* _Your instructions_
Each entry below must appear in the answer exactly as written.

* _Records supplied_
------------------------------------------------------------------------
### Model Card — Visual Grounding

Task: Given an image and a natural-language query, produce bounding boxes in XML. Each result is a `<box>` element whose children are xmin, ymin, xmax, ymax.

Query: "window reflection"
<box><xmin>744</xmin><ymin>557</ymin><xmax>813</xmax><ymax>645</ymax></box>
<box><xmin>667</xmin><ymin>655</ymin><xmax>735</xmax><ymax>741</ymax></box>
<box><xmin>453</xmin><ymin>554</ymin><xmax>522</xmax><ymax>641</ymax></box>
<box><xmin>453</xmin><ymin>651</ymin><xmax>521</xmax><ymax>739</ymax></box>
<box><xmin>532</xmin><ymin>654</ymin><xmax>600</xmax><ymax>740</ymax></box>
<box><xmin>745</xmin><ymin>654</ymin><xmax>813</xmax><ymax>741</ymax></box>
------------------------------------------------------------------------
* _Completed exercise_
### Model Card — Visual Grounding

Task: Given an image and a natural-language query, produce bounding boxes in XML. Each result is a `<box>` element whose children are xmin, ymin, xmax, ymax.

Query: "window reflection"
<box><xmin>744</xmin><ymin>557</ymin><xmax>813</xmax><ymax>645</ymax></box>
<box><xmin>667</xmin><ymin>655</ymin><xmax>735</xmax><ymax>741</ymax></box>
<box><xmin>453</xmin><ymin>554</ymin><xmax>522</xmax><ymax>641</ymax></box>
<box><xmin>453</xmin><ymin>651</ymin><xmax>521</xmax><ymax>739</ymax></box>
<box><xmin>532</xmin><ymin>654</ymin><xmax>600</xmax><ymax>740</ymax></box>
<box><xmin>745</xmin><ymin>654</ymin><xmax>813</xmax><ymax>741</ymax></box>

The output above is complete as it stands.